Work request:
Scan the data below for lines holding the word "bird", and copy each line found.

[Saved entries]

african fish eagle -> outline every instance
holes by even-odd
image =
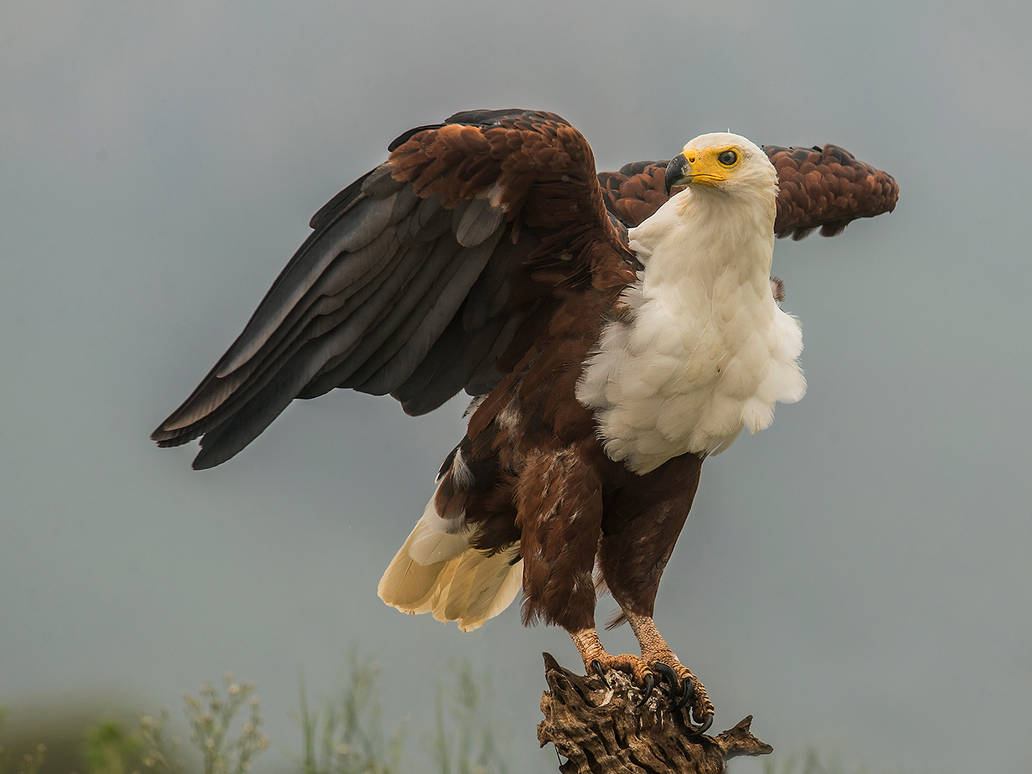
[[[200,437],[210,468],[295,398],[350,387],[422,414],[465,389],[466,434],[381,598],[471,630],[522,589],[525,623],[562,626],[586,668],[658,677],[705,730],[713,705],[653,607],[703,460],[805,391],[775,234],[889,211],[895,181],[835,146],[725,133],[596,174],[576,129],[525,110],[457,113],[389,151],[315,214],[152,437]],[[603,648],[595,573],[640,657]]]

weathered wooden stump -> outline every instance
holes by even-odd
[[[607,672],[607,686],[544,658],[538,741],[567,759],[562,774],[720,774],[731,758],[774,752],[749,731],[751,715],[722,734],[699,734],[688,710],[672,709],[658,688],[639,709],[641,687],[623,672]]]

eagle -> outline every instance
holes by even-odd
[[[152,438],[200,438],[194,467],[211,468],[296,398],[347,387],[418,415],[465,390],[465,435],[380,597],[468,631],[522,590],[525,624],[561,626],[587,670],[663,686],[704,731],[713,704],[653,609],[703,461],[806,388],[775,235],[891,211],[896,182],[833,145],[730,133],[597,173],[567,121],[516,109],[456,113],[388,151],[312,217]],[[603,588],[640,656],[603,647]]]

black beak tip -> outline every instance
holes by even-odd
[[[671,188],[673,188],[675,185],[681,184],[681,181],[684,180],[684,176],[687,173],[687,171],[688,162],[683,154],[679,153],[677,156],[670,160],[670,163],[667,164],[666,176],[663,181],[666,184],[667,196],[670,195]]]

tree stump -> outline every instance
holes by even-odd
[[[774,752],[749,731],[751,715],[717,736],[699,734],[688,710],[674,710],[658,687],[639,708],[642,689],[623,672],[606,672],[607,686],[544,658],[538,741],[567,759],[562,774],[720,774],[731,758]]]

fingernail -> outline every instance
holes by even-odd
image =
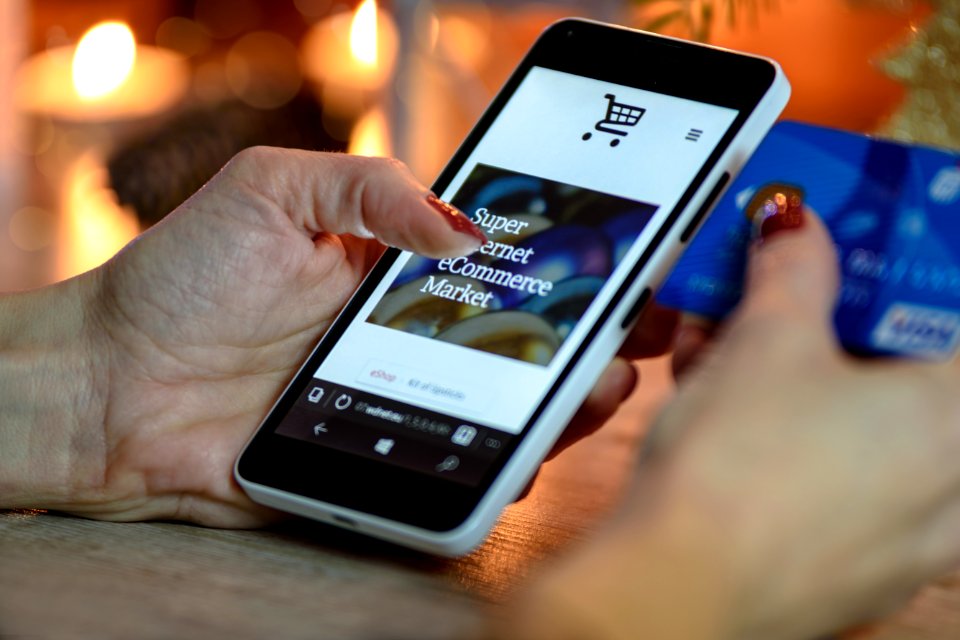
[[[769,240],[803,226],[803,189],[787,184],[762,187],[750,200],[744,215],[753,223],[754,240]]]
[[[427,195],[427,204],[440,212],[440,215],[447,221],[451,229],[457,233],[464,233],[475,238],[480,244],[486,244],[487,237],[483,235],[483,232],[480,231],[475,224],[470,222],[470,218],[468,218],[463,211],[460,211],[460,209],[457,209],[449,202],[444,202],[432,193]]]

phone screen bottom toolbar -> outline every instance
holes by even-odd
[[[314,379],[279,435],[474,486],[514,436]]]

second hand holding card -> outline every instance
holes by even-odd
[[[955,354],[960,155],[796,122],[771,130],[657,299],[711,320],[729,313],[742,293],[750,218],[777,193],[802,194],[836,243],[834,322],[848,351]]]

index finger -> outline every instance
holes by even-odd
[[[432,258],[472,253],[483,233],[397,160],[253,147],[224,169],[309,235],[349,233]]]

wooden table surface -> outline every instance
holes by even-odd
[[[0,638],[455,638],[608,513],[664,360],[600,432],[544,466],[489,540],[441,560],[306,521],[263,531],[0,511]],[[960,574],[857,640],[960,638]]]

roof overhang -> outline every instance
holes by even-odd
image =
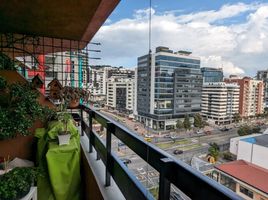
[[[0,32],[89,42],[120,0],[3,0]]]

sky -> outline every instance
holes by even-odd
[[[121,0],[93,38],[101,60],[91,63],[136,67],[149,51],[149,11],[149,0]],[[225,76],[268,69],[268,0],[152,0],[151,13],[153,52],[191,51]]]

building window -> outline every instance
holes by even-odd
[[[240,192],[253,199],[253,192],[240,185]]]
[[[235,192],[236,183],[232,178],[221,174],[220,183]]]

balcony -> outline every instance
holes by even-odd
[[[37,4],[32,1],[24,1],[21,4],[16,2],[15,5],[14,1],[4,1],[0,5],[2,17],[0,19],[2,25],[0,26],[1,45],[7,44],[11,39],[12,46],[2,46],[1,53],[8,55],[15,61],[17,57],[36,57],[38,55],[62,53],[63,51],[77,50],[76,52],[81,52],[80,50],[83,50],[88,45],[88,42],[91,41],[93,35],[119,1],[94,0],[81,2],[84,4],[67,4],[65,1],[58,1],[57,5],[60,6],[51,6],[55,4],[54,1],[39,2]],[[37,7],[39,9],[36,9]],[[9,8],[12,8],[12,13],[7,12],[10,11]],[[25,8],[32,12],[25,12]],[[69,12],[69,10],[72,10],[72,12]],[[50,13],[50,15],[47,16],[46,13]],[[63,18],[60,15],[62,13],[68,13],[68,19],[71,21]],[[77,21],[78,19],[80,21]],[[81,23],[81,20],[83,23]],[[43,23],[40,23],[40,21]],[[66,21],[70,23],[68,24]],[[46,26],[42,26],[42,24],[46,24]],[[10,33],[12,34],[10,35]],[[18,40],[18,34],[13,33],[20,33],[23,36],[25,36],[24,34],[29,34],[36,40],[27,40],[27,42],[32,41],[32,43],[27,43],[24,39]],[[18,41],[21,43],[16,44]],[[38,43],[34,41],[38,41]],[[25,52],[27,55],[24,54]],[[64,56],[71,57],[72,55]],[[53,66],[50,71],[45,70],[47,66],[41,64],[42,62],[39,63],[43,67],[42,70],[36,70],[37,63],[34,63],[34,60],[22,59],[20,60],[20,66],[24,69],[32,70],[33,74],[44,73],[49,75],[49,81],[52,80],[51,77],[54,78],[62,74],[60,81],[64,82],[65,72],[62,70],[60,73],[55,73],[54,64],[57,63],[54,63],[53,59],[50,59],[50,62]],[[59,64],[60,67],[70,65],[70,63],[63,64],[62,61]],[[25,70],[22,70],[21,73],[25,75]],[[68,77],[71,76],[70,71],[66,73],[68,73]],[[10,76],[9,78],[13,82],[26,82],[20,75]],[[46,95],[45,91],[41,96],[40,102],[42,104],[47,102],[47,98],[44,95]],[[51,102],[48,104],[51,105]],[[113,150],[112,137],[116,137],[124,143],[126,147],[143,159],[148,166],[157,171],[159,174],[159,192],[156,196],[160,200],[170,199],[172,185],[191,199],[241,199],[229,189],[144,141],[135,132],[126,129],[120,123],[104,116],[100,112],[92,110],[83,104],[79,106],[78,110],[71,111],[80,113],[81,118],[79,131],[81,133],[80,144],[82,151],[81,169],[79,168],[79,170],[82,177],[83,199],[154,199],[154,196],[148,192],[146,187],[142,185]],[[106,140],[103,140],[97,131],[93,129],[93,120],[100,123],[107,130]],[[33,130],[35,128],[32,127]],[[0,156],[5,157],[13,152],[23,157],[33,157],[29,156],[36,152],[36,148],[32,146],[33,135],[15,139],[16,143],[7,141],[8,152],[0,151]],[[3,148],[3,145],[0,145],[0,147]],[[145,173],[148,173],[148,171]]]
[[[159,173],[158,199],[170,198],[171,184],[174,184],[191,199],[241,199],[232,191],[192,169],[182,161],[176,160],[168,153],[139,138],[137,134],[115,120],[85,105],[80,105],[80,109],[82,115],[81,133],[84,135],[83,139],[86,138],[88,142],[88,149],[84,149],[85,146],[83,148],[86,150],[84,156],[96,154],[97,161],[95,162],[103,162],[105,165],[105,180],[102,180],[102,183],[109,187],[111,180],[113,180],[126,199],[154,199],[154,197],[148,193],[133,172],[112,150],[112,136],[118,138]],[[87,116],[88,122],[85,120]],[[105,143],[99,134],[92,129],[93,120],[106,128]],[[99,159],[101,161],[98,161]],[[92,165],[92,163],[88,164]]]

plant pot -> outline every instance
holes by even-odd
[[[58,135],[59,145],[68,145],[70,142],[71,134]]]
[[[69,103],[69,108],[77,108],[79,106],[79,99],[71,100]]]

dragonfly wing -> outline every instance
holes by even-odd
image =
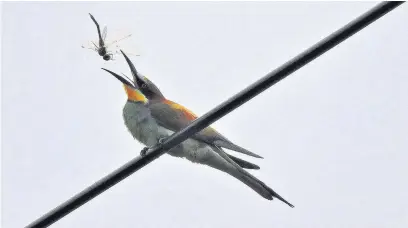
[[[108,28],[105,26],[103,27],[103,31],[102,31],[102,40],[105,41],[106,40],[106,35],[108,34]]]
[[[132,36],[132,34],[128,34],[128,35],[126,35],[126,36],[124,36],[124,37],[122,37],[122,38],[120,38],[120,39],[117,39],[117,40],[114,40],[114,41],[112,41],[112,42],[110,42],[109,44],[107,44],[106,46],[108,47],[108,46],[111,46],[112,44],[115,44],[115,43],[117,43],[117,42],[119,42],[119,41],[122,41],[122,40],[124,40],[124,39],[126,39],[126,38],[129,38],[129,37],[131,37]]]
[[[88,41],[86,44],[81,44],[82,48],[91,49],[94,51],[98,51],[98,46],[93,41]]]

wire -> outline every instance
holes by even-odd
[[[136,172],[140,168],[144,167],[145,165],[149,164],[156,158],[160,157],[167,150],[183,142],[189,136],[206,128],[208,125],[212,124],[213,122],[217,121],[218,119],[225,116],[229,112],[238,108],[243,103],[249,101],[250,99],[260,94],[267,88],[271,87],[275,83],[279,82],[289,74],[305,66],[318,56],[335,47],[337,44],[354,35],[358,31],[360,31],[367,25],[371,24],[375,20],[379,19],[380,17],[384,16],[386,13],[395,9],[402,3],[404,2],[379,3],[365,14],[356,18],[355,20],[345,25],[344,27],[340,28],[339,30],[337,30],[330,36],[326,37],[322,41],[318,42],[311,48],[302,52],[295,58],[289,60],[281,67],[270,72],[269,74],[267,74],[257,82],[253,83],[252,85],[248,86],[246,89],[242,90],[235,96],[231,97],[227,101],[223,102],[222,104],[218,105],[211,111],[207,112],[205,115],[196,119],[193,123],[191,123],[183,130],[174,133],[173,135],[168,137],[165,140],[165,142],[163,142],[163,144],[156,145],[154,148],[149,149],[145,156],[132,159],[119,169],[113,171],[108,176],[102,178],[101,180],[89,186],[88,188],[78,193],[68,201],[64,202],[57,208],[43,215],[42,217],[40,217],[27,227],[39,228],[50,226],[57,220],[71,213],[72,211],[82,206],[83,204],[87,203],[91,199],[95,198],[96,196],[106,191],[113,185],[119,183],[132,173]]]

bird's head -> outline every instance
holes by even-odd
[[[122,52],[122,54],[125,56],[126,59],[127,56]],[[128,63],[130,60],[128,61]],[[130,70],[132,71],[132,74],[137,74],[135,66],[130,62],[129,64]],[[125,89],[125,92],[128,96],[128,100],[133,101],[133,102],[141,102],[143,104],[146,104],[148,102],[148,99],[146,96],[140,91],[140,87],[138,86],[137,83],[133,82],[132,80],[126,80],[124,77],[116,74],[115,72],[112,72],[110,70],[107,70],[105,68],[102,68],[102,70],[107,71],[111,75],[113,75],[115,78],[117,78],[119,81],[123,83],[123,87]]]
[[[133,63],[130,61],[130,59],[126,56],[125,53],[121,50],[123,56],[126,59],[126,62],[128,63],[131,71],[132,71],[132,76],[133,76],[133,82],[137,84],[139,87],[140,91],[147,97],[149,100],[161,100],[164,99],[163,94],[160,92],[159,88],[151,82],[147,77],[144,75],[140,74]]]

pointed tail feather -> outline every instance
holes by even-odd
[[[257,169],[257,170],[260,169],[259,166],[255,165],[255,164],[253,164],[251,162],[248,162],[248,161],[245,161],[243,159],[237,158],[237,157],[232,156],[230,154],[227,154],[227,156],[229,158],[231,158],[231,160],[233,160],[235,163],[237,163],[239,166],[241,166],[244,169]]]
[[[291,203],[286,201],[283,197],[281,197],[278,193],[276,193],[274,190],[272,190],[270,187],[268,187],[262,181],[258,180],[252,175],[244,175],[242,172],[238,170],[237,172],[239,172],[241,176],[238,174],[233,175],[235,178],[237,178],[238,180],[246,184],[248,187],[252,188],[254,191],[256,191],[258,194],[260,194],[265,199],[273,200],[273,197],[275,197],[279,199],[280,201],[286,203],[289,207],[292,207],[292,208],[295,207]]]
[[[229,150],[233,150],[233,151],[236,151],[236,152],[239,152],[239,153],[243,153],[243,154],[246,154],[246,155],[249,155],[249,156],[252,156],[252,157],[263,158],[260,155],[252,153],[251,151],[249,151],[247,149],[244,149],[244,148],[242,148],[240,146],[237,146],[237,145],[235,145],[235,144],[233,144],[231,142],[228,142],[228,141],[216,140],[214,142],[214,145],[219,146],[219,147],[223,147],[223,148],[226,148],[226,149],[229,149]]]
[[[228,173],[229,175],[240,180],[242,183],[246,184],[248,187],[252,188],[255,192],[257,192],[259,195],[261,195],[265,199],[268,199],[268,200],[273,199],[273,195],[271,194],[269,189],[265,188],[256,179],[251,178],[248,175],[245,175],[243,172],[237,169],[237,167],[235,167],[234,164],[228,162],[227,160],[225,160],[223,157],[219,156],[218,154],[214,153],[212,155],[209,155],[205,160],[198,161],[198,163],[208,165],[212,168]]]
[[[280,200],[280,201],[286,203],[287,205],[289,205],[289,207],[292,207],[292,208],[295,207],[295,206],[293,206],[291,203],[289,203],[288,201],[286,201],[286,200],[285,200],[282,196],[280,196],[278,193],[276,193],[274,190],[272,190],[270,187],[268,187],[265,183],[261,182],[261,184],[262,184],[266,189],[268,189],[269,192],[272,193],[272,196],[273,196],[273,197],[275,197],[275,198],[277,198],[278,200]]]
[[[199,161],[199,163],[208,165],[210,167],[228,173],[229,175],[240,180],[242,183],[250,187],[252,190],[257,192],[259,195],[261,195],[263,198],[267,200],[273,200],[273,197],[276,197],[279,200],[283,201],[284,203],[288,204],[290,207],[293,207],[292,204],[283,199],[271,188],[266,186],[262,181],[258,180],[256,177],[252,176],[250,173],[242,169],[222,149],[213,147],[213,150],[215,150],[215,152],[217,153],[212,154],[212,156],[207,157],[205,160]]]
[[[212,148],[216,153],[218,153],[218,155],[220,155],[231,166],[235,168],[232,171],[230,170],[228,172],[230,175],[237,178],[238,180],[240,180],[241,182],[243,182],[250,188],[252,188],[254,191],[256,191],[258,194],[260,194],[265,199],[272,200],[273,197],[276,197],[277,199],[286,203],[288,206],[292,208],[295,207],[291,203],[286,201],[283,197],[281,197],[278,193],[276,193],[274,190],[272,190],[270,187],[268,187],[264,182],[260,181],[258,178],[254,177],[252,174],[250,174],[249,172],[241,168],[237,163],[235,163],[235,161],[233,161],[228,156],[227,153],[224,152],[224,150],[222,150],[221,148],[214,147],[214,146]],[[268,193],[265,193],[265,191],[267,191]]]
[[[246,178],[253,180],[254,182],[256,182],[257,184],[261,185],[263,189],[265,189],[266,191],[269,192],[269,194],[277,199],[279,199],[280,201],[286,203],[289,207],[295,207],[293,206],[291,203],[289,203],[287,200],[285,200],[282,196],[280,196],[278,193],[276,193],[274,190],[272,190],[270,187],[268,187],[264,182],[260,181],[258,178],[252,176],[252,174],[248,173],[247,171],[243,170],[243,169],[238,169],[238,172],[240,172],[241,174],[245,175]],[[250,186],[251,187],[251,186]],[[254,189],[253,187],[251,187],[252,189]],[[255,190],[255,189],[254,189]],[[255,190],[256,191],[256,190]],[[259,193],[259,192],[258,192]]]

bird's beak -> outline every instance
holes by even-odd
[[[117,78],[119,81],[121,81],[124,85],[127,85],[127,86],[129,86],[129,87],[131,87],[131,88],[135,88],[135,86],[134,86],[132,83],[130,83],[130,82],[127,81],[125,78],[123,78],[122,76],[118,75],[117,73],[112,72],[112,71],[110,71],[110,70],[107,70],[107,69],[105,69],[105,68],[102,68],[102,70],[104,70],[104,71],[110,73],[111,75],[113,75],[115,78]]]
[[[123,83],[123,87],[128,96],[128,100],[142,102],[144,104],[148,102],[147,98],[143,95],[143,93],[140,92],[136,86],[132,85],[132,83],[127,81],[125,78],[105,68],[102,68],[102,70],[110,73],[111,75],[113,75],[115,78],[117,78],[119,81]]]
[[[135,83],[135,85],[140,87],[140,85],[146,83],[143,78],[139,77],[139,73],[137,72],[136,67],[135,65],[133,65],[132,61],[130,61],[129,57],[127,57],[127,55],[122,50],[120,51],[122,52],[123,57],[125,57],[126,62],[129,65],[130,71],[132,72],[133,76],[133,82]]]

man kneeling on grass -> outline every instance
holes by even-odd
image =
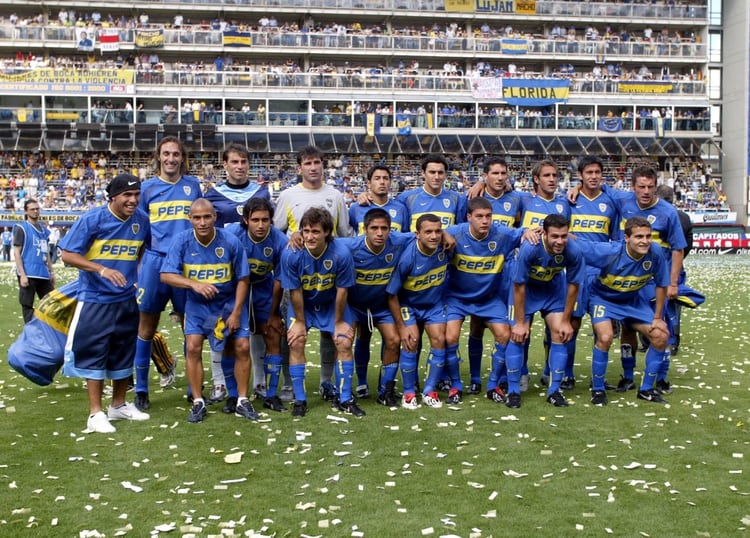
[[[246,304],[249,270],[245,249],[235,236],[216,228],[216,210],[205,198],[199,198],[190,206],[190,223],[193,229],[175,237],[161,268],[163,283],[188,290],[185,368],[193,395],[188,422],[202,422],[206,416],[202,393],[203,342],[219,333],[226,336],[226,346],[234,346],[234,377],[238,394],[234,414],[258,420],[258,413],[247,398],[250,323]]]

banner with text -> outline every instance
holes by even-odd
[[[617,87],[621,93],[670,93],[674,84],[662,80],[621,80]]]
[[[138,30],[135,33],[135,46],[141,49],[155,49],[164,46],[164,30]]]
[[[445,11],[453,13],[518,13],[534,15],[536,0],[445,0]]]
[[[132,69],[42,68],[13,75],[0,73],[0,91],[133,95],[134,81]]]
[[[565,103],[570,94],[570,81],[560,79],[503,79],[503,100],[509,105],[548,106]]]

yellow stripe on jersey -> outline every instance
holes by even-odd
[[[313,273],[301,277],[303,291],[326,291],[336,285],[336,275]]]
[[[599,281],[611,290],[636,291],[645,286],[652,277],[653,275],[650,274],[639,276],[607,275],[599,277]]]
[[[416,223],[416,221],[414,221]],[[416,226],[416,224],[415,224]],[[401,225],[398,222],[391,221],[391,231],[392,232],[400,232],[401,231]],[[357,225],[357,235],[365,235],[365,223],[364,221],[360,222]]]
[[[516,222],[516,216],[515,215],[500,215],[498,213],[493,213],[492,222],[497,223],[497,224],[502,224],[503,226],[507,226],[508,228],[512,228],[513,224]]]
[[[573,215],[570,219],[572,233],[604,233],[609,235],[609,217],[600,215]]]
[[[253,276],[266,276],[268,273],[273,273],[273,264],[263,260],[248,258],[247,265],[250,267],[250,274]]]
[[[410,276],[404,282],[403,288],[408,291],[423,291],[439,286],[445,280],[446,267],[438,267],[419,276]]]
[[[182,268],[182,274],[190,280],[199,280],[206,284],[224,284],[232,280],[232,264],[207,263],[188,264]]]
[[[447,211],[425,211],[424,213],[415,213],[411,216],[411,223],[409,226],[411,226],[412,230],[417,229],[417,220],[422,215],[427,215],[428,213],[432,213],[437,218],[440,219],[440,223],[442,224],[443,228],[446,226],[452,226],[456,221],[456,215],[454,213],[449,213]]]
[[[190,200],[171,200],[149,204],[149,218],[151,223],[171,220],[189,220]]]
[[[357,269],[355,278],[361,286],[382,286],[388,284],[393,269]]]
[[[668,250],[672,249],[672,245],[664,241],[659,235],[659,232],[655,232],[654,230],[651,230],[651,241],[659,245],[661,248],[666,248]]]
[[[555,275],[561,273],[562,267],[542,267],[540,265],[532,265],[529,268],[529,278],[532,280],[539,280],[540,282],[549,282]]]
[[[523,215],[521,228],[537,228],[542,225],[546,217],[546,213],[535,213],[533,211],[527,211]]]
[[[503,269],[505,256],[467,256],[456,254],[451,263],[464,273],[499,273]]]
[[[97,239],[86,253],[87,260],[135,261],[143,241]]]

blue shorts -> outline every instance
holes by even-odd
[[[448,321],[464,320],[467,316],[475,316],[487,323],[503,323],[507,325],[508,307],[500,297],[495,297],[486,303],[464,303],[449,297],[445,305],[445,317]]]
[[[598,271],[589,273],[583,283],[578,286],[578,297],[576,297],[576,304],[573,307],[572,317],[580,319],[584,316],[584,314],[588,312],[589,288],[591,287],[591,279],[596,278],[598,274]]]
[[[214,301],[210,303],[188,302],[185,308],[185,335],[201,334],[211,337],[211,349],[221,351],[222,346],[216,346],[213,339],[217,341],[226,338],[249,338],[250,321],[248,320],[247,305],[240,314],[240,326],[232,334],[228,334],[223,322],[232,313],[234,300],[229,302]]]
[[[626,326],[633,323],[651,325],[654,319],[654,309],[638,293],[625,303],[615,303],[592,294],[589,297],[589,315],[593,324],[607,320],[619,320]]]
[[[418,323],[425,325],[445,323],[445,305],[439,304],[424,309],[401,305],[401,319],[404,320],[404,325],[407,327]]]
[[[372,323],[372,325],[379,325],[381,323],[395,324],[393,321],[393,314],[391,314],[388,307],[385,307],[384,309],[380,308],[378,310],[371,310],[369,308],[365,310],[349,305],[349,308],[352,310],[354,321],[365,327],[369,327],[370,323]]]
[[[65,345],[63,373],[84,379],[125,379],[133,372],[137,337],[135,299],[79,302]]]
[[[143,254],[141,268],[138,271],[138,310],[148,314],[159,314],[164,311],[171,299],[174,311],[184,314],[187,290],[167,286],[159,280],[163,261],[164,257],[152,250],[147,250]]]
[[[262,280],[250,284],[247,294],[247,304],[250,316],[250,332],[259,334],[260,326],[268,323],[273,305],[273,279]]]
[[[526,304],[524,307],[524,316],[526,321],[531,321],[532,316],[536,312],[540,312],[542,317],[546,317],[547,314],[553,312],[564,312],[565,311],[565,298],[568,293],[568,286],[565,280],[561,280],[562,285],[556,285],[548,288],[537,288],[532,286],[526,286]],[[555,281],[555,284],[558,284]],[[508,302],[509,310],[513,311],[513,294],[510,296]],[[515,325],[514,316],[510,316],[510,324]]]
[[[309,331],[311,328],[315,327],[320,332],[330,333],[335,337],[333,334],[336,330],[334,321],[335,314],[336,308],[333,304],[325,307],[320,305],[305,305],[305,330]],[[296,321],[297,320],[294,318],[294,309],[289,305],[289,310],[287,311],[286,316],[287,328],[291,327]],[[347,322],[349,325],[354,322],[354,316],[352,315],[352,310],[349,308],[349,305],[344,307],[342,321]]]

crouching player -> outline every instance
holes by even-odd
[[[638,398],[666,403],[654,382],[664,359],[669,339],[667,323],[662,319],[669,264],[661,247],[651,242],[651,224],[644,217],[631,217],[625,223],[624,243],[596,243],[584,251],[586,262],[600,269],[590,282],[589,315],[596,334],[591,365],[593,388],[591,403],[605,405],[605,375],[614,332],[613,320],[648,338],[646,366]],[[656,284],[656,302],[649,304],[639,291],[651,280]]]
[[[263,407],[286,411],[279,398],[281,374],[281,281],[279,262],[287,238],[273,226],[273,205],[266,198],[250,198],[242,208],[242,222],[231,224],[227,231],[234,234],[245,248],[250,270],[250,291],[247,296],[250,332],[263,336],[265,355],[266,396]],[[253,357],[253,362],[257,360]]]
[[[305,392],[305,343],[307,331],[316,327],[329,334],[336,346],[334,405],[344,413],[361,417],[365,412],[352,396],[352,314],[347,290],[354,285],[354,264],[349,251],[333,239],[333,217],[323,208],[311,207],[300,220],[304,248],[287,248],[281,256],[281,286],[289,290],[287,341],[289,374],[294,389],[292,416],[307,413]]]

Task solution:
bird's head -> outline every instance
bird's beak -> outline every instance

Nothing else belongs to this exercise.